### Exercise task
Return the lines starting at the one that contains "Mark the person's" and ending at the one that contains "pixel 963 551", both included, reproduced character for character.

------------------------------------------------------------

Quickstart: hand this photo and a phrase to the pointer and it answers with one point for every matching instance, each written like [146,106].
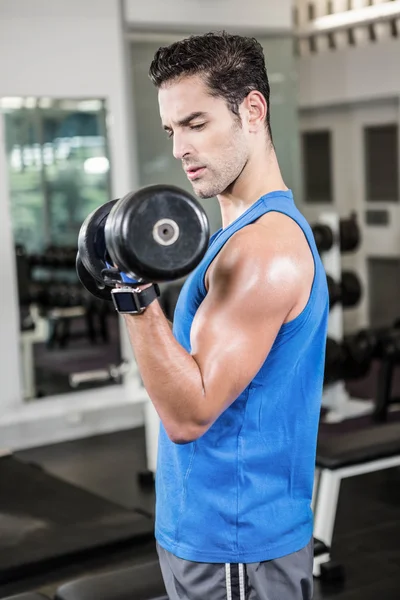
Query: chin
[205,193]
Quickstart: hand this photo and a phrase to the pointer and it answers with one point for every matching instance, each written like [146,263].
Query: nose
[181,147]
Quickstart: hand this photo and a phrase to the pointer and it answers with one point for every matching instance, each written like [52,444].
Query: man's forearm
[170,375]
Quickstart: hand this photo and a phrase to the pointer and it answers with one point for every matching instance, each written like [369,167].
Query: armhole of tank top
[297,321]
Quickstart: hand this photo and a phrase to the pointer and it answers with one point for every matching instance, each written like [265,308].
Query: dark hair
[232,65]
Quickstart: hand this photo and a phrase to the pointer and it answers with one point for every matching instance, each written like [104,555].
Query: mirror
[58,172]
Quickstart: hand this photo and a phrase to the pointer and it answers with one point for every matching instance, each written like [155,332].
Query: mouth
[195,172]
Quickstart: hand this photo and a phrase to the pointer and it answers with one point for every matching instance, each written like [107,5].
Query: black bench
[27,596]
[358,450]
[140,582]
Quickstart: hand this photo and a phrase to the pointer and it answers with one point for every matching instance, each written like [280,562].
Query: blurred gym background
[79,125]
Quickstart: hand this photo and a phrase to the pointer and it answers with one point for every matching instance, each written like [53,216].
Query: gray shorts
[286,578]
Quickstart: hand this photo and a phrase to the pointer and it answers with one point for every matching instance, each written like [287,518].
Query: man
[238,382]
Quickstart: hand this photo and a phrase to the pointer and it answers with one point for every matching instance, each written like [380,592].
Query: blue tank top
[242,492]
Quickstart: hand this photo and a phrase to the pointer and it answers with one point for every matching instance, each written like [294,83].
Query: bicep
[232,334]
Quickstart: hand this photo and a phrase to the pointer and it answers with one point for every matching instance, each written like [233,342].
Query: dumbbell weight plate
[334,361]
[350,235]
[334,291]
[159,233]
[323,236]
[351,290]
[91,242]
[90,283]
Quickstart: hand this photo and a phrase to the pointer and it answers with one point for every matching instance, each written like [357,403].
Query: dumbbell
[349,235]
[351,358]
[359,349]
[335,357]
[157,234]
[348,292]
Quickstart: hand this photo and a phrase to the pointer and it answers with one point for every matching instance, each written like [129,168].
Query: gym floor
[367,533]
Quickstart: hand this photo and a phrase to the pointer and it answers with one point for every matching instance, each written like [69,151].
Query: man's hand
[260,279]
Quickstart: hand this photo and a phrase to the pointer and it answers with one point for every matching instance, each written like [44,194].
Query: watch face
[125,302]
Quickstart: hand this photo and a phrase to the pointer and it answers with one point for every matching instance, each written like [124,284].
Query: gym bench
[375,447]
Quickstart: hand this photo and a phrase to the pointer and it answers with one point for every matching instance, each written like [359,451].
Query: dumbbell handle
[112,373]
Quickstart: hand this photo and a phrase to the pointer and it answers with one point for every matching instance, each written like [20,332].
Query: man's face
[207,137]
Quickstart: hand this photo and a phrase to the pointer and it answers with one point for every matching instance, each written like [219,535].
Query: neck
[260,176]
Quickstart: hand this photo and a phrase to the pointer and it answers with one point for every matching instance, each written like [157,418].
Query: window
[317,166]
[57,166]
[381,163]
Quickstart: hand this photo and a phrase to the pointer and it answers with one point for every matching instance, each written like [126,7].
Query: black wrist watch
[134,301]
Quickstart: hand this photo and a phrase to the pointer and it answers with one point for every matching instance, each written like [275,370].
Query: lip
[194,173]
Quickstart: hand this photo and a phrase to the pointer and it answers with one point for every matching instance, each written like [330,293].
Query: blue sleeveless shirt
[242,492]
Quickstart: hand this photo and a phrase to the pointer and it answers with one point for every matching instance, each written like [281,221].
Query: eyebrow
[186,120]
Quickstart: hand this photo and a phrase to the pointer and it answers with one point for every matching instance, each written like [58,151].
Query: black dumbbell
[334,290]
[323,236]
[359,349]
[157,234]
[350,235]
[351,289]
[335,357]
[348,292]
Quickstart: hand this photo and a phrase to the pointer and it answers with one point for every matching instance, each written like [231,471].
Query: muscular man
[237,383]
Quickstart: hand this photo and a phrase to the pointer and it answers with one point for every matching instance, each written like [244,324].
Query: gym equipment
[348,292]
[57,521]
[334,290]
[335,357]
[351,290]
[359,350]
[363,449]
[90,283]
[323,236]
[140,582]
[27,596]
[157,234]
[388,350]
[348,235]
[91,244]
[345,292]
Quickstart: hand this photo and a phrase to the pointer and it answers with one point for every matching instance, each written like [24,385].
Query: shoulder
[274,247]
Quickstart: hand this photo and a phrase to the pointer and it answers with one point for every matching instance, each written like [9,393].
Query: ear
[257,109]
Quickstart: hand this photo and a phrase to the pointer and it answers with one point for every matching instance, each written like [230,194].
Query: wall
[268,16]
[61,49]
[350,75]
[345,91]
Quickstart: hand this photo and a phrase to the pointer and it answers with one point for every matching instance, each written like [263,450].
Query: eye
[197,127]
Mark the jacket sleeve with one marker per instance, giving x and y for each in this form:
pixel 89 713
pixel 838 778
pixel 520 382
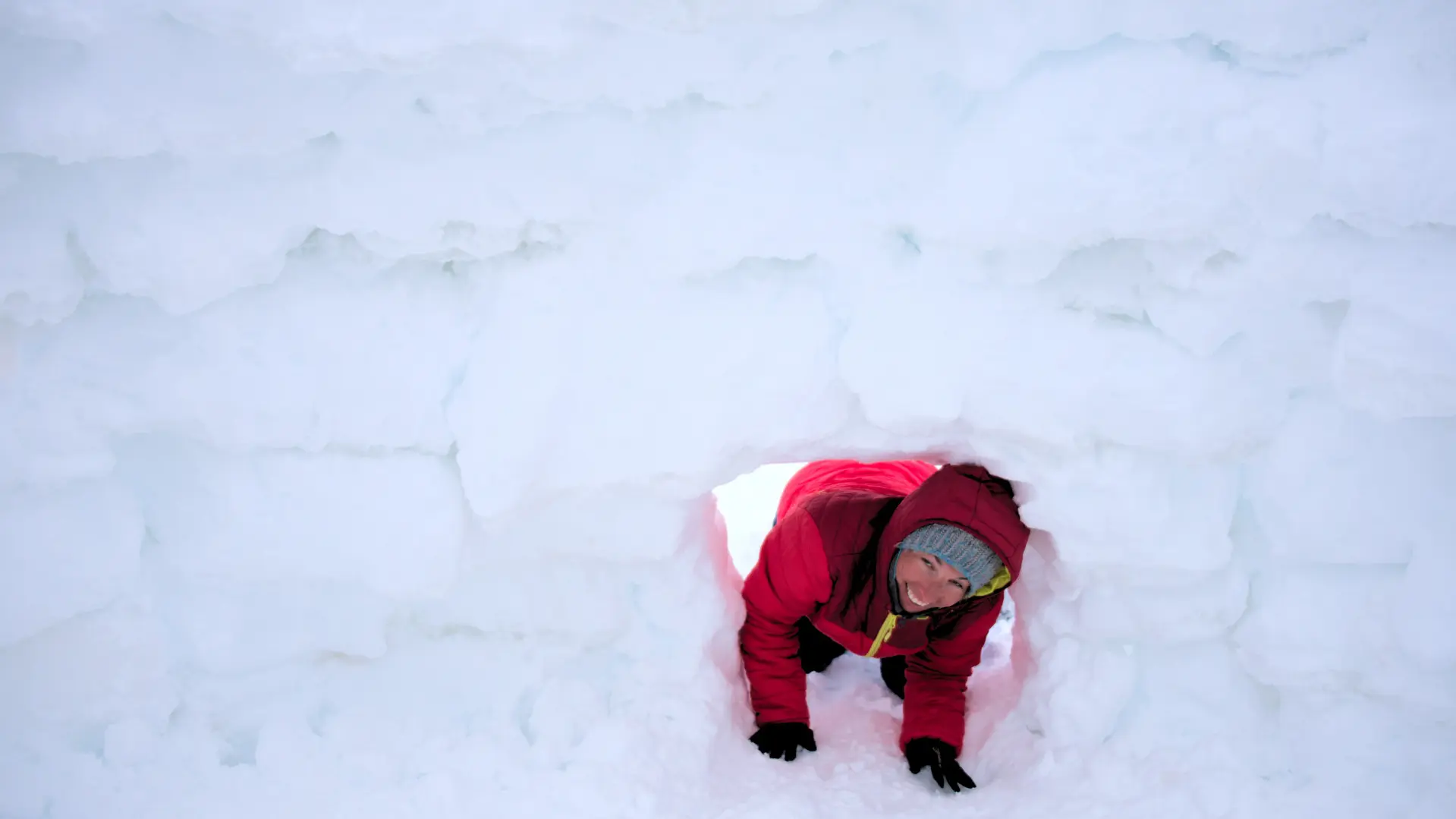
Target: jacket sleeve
pixel 935 682
pixel 790 582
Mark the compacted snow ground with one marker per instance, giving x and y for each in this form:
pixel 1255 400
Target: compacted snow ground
pixel 366 370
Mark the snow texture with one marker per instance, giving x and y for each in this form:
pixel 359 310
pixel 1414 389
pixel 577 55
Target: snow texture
pixel 366 369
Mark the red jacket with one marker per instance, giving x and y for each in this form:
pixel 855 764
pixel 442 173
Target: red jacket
pixel 807 569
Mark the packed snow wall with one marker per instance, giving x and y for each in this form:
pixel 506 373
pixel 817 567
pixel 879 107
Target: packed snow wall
pixel 366 369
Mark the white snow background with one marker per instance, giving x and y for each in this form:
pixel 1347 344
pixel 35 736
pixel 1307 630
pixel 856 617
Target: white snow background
pixel 366 370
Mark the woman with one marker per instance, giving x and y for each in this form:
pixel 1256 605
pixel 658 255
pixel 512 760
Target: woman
pixel 892 560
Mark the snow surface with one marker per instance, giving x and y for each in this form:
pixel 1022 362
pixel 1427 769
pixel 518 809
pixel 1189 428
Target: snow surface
pixel 366 369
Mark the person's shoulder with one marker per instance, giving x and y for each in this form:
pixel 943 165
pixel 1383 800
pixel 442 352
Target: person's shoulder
pixel 844 518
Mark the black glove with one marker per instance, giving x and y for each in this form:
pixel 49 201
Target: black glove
pixel 939 757
pixel 784 739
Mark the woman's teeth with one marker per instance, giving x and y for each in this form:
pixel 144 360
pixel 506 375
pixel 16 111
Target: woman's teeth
pixel 914 598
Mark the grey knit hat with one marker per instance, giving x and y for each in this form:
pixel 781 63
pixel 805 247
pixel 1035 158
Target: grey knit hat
pixel 957 547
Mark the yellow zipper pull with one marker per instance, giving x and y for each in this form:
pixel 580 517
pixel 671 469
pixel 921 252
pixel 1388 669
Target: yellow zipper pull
pixel 885 630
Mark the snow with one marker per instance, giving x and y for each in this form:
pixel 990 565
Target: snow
pixel 367 370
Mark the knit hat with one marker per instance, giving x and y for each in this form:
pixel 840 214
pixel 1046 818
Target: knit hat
pixel 963 551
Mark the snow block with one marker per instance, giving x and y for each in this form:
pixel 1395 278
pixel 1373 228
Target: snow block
pixel 1340 487
pixel 1112 610
pixel 653 364
pixel 392 524
pixel 64 551
pixel 1321 627
pixel 1142 513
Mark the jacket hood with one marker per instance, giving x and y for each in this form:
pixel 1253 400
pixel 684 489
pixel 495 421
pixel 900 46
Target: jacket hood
pixel 967 497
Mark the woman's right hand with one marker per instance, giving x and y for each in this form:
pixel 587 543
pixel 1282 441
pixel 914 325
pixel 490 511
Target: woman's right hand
pixel 784 739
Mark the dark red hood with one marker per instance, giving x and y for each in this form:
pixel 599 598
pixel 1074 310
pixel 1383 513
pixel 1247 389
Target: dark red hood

------------------------------------------------------------

### Worked answer
Mark the person's shoulder with one marker per instance, giving x and y for each in this form:
pixel 943 165
pixel 1383 800
pixel 442 352
Target: person's shoulder
pixel 844 518
Mark the black glove with one marker per instance, giving x and y for each in this form:
pixel 49 201
Target: black glove
pixel 939 757
pixel 784 739
Mark the woman's teeth with one marker per instance, giving x and y for each in this form:
pixel 144 360
pixel 506 375
pixel 16 111
Target: woman's teeth
pixel 914 598
Mark the grey knit hat with one marker per instance, giving x and y for each in this form:
pixel 781 63
pixel 805 247
pixel 1035 158
Target: grey knit hat
pixel 957 547
Mark the yellow zipper pull with one marker per instance, giving x and y for each in this form:
pixel 580 517
pixel 671 469
pixel 921 252
pixel 1388 669
Target: yellow zipper pull
pixel 885 630
Mark the snow with one marker per instance, giving x and y for each in this form:
pixel 990 565
Target: snow
pixel 367 370
Mark the knit hat with one marker per instance, giving x and y for each in this form:
pixel 840 214
pixel 1046 818
Target: knit hat
pixel 963 551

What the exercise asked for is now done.